### Exercise
Which lines in the rows below contain the word "pole"? Copy each of them in full.

### Supplied material

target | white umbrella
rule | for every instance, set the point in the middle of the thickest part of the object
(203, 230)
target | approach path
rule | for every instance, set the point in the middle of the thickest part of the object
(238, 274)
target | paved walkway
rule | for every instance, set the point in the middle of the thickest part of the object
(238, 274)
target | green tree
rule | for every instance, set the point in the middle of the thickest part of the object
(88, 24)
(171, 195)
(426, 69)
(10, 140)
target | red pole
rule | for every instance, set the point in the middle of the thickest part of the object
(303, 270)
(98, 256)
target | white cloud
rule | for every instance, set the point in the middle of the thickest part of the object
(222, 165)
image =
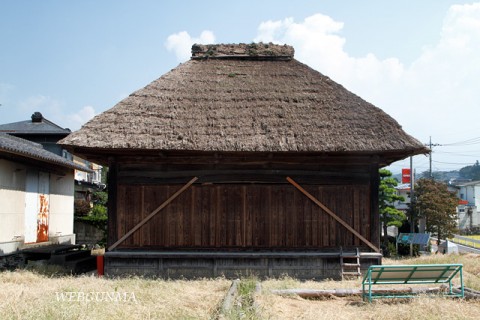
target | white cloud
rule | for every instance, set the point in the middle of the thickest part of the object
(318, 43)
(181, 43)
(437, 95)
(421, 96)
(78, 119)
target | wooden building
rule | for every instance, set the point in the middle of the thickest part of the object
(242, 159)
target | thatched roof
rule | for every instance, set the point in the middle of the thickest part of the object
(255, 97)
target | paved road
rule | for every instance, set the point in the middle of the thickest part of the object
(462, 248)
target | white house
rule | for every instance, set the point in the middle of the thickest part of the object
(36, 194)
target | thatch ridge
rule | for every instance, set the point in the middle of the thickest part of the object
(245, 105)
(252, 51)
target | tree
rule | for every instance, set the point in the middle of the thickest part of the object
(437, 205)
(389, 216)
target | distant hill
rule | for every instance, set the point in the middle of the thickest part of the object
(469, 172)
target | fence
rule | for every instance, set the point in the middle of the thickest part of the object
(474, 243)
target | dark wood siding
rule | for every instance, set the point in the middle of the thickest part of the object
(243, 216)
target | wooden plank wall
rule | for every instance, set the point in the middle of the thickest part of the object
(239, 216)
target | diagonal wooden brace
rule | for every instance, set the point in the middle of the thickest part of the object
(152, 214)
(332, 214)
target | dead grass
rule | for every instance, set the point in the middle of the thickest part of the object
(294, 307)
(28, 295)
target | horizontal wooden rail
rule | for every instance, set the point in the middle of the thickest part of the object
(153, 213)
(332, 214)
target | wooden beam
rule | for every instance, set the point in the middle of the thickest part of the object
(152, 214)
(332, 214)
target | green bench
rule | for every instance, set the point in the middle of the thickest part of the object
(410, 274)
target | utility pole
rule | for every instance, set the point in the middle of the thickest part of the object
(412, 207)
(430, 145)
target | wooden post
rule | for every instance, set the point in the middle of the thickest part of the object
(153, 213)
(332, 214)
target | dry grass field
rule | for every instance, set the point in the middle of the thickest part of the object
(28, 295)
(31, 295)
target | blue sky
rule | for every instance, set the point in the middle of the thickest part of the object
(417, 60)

* * *

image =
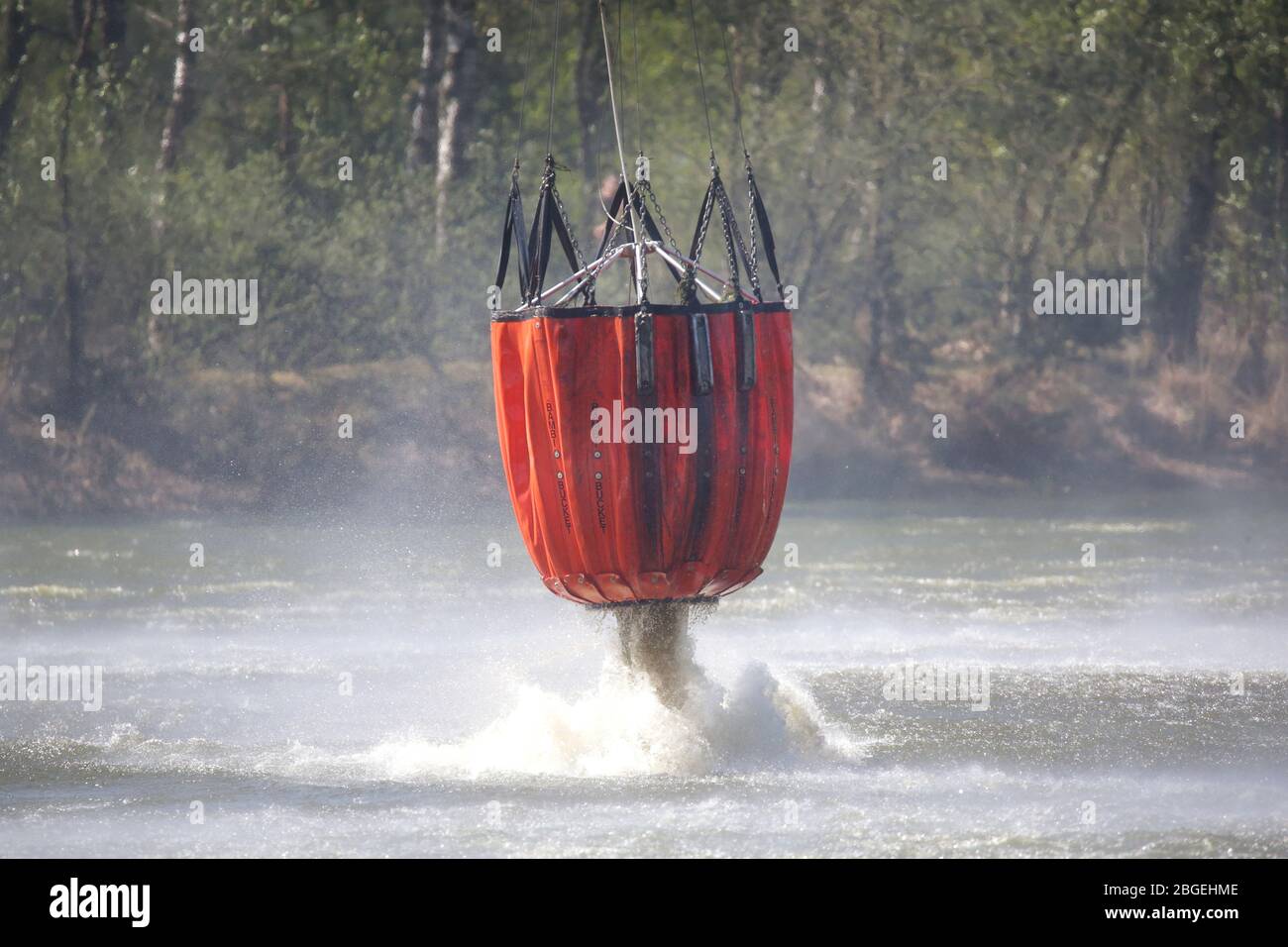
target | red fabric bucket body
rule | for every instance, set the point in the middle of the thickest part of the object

### Final answer
target | red pole
target | utility pole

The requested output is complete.